AVAILABLE DATA:
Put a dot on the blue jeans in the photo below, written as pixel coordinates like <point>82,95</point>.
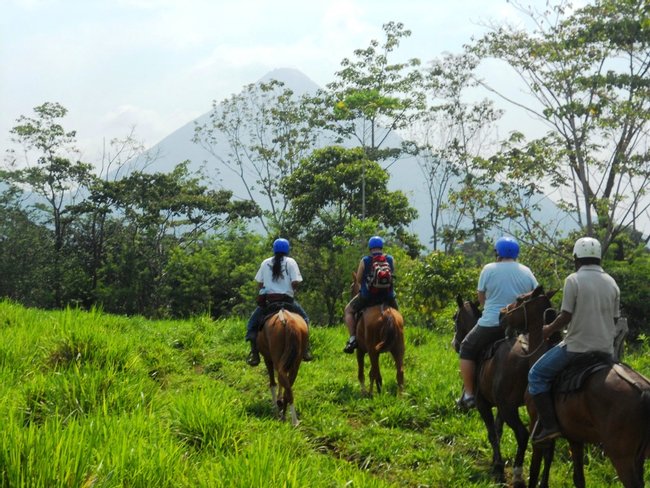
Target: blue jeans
<point>544,371</point>
<point>253,321</point>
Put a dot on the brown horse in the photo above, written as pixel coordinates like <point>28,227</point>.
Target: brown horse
<point>281,342</point>
<point>611,409</point>
<point>501,382</point>
<point>380,328</point>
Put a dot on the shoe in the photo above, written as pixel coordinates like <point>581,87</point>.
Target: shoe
<point>350,346</point>
<point>465,403</point>
<point>307,356</point>
<point>544,436</point>
<point>253,358</point>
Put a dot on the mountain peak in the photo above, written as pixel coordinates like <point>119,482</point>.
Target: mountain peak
<point>292,78</point>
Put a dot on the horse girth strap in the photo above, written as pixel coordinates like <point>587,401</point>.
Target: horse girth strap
<point>620,371</point>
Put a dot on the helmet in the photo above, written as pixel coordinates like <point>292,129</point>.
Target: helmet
<point>507,247</point>
<point>587,247</point>
<point>281,245</point>
<point>375,242</point>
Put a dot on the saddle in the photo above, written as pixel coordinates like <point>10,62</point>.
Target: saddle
<point>573,377</point>
<point>272,308</point>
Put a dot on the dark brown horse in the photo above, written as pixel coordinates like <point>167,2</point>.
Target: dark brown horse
<point>501,382</point>
<point>611,409</point>
<point>380,328</point>
<point>281,342</point>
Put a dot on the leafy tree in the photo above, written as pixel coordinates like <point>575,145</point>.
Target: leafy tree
<point>587,71</point>
<point>152,214</point>
<point>324,193</point>
<point>260,135</point>
<point>214,275</point>
<point>25,253</point>
<point>372,97</point>
<point>53,177</point>
<point>451,136</point>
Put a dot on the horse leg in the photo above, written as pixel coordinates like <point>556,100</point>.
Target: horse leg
<point>360,372</point>
<point>272,384</point>
<point>375,373</point>
<point>578,457</point>
<point>398,357</point>
<point>488,419</point>
<point>511,417</point>
<point>630,471</point>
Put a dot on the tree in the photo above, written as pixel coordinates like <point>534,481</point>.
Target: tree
<point>371,98</point>
<point>53,178</point>
<point>451,136</point>
<point>153,214</point>
<point>324,195</point>
<point>260,135</point>
<point>588,73</point>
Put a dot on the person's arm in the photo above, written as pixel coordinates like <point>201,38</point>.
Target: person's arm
<point>559,323</point>
<point>360,269</point>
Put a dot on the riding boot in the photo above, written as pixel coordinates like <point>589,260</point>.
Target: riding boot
<point>306,355</point>
<point>546,428</point>
<point>254,356</point>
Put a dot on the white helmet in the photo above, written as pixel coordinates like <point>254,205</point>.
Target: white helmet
<point>587,247</point>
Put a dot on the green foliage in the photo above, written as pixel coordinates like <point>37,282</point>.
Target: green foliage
<point>215,275</point>
<point>98,416</point>
<point>632,279</point>
<point>433,282</point>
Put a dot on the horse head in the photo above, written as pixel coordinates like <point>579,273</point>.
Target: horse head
<point>465,319</point>
<point>529,309</point>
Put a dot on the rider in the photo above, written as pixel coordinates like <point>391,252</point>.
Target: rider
<point>499,284</point>
<point>590,308</point>
<point>278,278</point>
<point>366,297</point>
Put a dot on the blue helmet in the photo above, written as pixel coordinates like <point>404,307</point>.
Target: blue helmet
<point>507,247</point>
<point>281,245</point>
<point>375,242</point>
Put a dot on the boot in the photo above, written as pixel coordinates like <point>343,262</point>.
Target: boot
<point>546,428</point>
<point>253,358</point>
<point>306,354</point>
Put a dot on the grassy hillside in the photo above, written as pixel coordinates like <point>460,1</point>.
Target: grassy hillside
<point>92,400</point>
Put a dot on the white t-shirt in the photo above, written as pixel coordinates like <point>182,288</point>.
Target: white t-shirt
<point>290,273</point>
<point>592,297</point>
<point>502,282</point>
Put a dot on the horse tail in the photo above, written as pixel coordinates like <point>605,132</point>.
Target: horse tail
<point>644,448</point>
<point>290,344</point>
<point>388,332</point>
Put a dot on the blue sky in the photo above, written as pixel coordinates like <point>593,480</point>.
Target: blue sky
<point>155,65</point>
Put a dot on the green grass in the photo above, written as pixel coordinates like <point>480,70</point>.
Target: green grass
<point>93,400</point>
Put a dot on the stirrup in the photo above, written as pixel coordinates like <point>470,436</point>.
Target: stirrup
<point>253,358</point>
<point>350,346</point>
<point>465,404</point>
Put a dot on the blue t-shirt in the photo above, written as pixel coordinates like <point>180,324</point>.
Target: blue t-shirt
<point>364,291</point>
<point>502,282</point>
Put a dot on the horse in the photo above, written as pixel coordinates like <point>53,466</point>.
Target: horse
<point>611,409</point>
<point>281,341</point>
<point>501,382</point>
<point>380,328</point>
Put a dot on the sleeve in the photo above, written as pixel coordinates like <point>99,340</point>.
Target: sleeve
<point>293,270</point>
<point>482,280</point>
<point>259,276</point>
<point>569,294</point>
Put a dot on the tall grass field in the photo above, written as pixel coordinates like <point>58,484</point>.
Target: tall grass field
<point>94,400</point>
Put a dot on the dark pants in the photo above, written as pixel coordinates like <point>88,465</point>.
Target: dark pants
<point>258,314</point>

WRITTEN TASK: Leave out the pictures and output every record above precisely as given.

ANSWER TO THIS PROBLEM:
Put a dot on the blue jeans in the photo below, written as pixel coordinates like <point>82,95</point>.
Target: blue jeans
<point>544,371</point>
<point>253,321</point>
Put a dot on the brown horse in the photo above, written as pixel coordinates like <point>28,227</point>.
Target: brown horse
<point>281,342</point>
<point>611,409</point>
<point>501,382</point>
<point>380,328</point>
Put a dot on the shoe in the photo above, written as pixel coordinates like <point>581,87</point>.
Target: shoe
<point>350,346</point>
<point>465,403</point>
<point>307,356</point>
<point>544,436</point>
<point>253,358</point>
Put a dot on the mountain peak in the photo above, written as pixel coordinates like <point>119,482</point>.
Target: mountain peak
<point>292,78</point>
Put a dot on the horse girth strap in the photo above, written as pixel coordinates like <point>587,401</point>.
Target: horse girth strap
<point>620,371</point>
Put a dot on the helmet in the photo above, written as pixel coordinates like <point>292,129</point>.
Target: helmet
<point>507,247</point>
<point>587,247</point>
<point>281,245</point>
<point>375,242</point>
Put a dot on the saddle in the photo above, written as pixel coordinates like <point>10,62</point>.
Target: saddle
<point>573,377</point>
<point>272,308</point>
Put a dot on the dark brown horse in the photo above, written as pixel coordinates like <point>167,2</point>.
Target: dark brown horse
<point>501,382</point>
<point>611,409</point>
<point>380,328</point>
<point>281,342</point>
Put a dot on the leafy tree in the photo above, written as pixel coordinates like <point>575,145</point>.
Target: leafy tree
<point>587,71</point>
<point>152,214</point>
<point>324,193</point>
<point>260,135</point>
<point>214,275</point>
<point>25,253</point>
<point>372,97</point>
<point>53,177</point>
<point>451,136</point>
Put a dot on the horse leg in the photo above, written as pixel coordinates like <point>556,100</point>.
Target: horse leg
<point>360,372</point>
<point>272,384</point>
<point>375,373</point>
<point>578,457</point>
<point>398,357</point>
<point>488,419</point>
<point>511,417</point>
<point>630,471</point>
Put a dot on the tree in the photo above, written as pixel coordinates like <point>534,481</point>.
Target: tree
<point>371,98</point>
<point>53,178</point>
<point>451,136</point>
<point>153,214</point>
<point>324,195</point>
<point>260,135</point>
<point>588,73</point>
Put a dot on the person's arm in the photo above, written as pixel coordinates like <point>201,38</point>.
Target: person's arm
<point>559,323</point>
<point>360,269</point>
Put a dot on the riding boot in the photo above, written as pixel coordinates like <point>589,260</point>.
Target: riding boot
<point>306,355</point>
<point>546,428</point>
<point>254,356</point>
Put a dot on the white helmet in the photo above, written as pixel coordinates like <point>254,205</point>.
Target: white helmet
<point>587,247</point>
Put a dot on the green foliage in the photo above, written as pixel coordinates like <point>37,282</point>.
Target: green foliage
<point>215,275</point>
<point>98,416</point>
<point>632,279</point>
<point>433,282</point>
Put a dot on the horse head in the photo above, written as pixel coordinates like <point>579,273</point>.
Target: horse head
<point>465,319</point>
<point>529,309</point>
Put a dot on the rider in the photo above, written as pixel coordinates like <point>391,252</point>.
Target: rider
<point>499,284</point>
<point>590,308</point>
<point>278,278</point>
<point>366,297</point>
Put a dot on the blue helmet in the photo above, written as pixel coordinates like <point>404,307</point>.
Target: blue helmet
<point>507,247</point>
<point>281,245</point>
<point>375,242</point>
Put a dot on the boot in the photo above, written as pixel coordinates like <point>343,262</point>.
Target: boot
<point>546,428</point>
<point>253,358</point>
<point>306,354</point>
Put a dot on the grassy hillside in the photo above, written as pixel coordinates like <point>460,1</point>.
Target: grassy hillside
<point>92,400</point>
Put a dot on the white t-shirt in the photo above, written as pixel coordinates like <point>182,288</point>.
Target: white t-shirt
<point>290,273</point>
<point>592,297</point>
<point>502,282</point>
Put a dot on the horse tail in the photo above, written as pixel coordinates like <point>605,132</point>.
Target: horse tail
<point>644,448</point>
<point>290,344</point>
<point>388,332</point>
Put a dot on the blue sky in the photo above, written as pixel coordinates like <point>593,480</point>.
Target: blue sky
<point>155,65</point>
Put a dot on the green grass in the photo above, written as pixel coordinates like <point>480,70</point>.
Target: green grass
<point>93,400</point>
Put a dot on the stirrup in the photo above, written as pixel coordinates like <point>470,436</point>.
Target: stirrup
<point>253,358</point>
<point>350,346</point>
<point>465,404</point>
Put a dot on the blue t-shirt in the photo above, written as pixel coordinates like <point>180,324</point>.
Target: blue t-shirt
<point>364,291</point>
<point>502,282</point>
Put a dot on the horse in the photo above, written as pixel coordinates like <point>53,466</point>.
Target: horse
<point>611,409</point>
<point>281,341</point>
<point>501,382</point>
<point>380,328</point>
Put a dot on the sleeve in the photo above, written as pixel coordinates like <point>99,340</point>.
Target: sleeve
<point>293,270</point>
<point>482,280</point>
<point>259,276</point>
<point>569,294</point>
Put a dot on the tall grass field in the photo above, written as pixel coordinates like <point>58,484</point>.
Target: tall grass field
<point>94,400</point>
Put a dot on the dark pants in the photo above, written as pixel coordinates like <point>88,465</point>.
Target: dark pants
<point>258,314</point>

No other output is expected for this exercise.